== Exercise material ==

┄┄┄┄┄┄

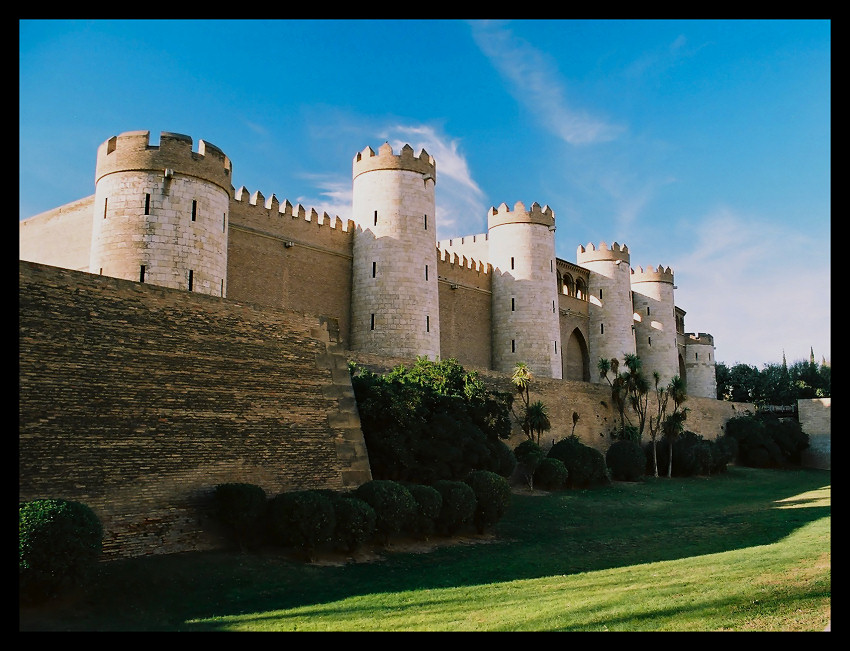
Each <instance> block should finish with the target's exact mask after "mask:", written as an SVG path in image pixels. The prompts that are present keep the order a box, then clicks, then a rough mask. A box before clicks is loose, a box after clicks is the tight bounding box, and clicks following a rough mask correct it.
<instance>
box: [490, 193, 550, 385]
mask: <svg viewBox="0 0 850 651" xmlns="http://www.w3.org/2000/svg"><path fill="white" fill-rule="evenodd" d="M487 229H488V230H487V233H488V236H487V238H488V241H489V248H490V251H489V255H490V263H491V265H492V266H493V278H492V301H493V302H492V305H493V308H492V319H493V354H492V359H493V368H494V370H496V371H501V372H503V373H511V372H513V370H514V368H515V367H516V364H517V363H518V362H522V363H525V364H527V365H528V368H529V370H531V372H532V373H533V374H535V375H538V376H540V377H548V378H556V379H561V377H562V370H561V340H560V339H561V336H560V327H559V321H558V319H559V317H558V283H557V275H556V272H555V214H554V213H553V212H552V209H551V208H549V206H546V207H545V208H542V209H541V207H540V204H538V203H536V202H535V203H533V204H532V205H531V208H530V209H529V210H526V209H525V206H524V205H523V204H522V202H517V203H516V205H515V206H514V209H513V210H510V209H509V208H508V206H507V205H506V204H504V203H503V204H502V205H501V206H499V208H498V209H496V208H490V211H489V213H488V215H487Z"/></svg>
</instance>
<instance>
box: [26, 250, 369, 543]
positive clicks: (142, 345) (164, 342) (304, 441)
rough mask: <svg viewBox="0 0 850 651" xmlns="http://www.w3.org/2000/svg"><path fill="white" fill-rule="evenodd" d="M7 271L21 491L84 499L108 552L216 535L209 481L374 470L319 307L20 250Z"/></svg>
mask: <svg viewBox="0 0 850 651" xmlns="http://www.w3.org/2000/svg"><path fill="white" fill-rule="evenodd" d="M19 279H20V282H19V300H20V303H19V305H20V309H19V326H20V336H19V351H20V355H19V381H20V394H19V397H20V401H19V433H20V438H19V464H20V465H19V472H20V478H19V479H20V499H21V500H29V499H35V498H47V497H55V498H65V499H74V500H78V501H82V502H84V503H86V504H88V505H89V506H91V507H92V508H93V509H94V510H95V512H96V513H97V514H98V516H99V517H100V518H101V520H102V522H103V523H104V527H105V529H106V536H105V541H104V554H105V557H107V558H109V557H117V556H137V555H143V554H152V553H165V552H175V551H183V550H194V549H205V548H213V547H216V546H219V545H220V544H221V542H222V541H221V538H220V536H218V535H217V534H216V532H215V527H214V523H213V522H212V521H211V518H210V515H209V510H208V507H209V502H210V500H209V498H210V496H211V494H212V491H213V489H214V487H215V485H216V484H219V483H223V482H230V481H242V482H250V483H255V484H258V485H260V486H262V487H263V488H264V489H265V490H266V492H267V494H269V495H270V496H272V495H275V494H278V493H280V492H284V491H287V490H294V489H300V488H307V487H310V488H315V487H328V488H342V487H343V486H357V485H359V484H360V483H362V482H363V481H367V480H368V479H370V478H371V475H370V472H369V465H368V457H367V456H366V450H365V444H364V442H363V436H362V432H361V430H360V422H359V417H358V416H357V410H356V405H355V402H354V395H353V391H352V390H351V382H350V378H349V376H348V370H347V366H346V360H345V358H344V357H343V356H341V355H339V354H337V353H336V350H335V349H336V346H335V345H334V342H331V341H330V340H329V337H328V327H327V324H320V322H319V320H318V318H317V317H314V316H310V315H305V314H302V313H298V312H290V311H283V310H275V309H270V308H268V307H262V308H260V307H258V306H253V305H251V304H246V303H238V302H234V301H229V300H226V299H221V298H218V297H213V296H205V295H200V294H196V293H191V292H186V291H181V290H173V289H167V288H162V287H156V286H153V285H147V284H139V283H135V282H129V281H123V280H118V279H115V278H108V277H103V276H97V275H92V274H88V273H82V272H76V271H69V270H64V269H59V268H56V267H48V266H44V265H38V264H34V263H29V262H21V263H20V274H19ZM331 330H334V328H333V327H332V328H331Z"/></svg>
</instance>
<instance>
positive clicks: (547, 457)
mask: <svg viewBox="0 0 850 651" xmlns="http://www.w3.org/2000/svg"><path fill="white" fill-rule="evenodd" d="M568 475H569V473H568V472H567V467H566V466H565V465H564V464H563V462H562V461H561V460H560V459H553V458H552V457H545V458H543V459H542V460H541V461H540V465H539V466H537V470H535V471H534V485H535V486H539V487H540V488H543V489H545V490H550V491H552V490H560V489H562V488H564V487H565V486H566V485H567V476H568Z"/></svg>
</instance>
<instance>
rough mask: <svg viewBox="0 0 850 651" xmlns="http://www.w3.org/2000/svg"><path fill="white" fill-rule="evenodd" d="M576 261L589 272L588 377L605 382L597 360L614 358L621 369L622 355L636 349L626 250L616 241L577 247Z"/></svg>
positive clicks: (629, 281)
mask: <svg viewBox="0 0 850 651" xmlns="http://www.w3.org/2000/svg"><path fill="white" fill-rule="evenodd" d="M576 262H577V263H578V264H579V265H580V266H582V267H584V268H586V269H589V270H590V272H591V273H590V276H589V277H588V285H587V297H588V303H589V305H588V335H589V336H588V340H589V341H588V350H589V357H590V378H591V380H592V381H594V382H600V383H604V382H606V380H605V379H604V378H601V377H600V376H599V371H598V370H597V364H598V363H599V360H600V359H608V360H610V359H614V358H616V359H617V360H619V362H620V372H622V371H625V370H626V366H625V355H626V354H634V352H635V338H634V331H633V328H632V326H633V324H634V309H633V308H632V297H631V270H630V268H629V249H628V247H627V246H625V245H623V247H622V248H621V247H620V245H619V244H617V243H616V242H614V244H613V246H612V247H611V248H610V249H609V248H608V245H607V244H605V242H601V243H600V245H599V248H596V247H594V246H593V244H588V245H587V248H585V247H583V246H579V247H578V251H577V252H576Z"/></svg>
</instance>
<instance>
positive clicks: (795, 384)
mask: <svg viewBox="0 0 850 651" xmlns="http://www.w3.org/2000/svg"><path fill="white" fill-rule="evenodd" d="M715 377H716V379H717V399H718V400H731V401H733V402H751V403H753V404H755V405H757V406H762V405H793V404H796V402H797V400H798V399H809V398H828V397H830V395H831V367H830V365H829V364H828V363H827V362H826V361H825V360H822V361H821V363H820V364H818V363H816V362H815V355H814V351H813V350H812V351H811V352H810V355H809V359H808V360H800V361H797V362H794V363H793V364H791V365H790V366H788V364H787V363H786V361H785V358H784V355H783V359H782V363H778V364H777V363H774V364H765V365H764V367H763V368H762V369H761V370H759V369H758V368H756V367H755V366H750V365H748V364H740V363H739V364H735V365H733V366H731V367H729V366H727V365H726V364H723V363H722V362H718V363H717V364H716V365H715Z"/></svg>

┄┄┄┄┄┄

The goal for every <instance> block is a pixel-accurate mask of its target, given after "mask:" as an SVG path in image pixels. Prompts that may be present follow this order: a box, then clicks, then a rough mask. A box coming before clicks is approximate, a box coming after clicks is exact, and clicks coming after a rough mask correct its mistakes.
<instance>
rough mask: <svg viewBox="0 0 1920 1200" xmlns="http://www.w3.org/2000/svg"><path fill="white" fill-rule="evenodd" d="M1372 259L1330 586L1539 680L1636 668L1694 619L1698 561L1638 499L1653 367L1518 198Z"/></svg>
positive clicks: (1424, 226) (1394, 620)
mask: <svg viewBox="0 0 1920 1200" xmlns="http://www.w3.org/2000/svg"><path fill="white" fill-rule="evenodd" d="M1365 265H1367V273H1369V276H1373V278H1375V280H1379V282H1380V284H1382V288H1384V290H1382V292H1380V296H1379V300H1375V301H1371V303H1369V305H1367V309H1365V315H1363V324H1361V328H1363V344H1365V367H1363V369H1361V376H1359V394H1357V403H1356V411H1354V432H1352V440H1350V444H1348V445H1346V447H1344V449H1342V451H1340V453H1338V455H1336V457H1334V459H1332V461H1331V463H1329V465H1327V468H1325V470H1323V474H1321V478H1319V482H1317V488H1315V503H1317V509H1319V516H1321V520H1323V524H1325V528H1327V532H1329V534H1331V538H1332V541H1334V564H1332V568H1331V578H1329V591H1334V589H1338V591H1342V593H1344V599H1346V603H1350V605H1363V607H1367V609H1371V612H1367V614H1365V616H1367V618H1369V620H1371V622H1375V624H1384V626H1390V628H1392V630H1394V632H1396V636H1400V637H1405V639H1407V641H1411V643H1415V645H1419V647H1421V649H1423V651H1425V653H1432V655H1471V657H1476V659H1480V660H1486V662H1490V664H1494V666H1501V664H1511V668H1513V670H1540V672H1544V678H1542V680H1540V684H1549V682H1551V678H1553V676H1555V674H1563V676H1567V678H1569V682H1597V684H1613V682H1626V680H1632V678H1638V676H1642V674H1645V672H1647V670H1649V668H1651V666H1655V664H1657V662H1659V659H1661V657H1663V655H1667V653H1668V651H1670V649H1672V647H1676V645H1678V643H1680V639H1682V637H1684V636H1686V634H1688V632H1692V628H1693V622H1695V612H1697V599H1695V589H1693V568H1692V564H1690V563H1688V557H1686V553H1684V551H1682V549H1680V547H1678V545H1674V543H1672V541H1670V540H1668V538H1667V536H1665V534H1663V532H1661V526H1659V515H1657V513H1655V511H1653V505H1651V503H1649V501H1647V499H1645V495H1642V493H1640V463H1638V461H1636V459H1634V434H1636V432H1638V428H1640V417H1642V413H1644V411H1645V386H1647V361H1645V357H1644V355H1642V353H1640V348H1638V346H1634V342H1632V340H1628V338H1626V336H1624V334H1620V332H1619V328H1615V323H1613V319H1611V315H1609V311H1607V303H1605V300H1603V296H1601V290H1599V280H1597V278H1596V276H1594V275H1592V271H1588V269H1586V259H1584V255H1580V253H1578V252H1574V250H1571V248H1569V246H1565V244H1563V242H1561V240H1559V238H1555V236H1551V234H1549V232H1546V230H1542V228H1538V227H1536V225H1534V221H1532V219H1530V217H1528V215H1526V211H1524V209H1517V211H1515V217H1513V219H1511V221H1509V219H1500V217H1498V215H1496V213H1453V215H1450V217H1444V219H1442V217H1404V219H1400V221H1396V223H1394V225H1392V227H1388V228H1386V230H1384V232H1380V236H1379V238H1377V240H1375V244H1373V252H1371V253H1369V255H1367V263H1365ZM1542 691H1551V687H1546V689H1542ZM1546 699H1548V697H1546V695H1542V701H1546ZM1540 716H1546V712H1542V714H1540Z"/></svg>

┄┄┄┄┄┄

== Aim of the exercise ==
The stretch of entries above that starts with the line containing "Each <instance> block" and goes on through the line containing "positive clicks: (142, 345)" is to be transcribed exactly, and no other line is to be transcribed.

== Answer for the task ==
Each <instance> block should finish with the target's exact mask after "mask:", written as an SVG path in image pixels. The prompts that are present keep the order a box, then clicks, then a rough mask. A box before clicks is loose, a box after clicks is the tight bounding box, and clicks following a rough mask correct it.
<instance>
box: [490, 193, 550, 385]
mask: <svg viewBox="0 0 850 651" xmlns="http://www.w3.org/2000/svg"><path fill="white" fill-rule="evenodd" d="M487 229H488V230H487V233H488V236H487V238H488V241H489V248H490V251H489V255H490V263H491V265H492V266H493V278H492V301H493V302H492V305H493V308H492V319H493V354H492V359H493V368H494V370H496V371H501V372H503V373H511V372H513V370H514V368H515V367H516V364H517V363H518V362H522V363H525V364H527V365H528V368H529V370H531V372H532V373H533V374H535V375H538V376H540V377H548V378H556V379H561V377H562V370H561V340H560V339H561V336H560V327H559V321H558V319H559V317H558V283H557V275H556V272H555V214H554V213H553V212H552V209H551V208H549V206H546V207H545V208H542V209H541V207H540V204H538V203H536V202H535V203H533V204H532V205H531V208H530V209H529V210H526V209H525V206H524V205H523V204H522V202H517V203H516V205H515V206H514V209H513V210H510V209H509V208H508V206H507V205H506V204H504V203H503V204H502V205H501V206H499V208H498V209H496V208H490V211H489V213H488V215H487Z"/></svg>
</instance>
<instance>
box: [26, 250, 369, 543]
positive clicks: (142, 345) (164, 342) (304, 441)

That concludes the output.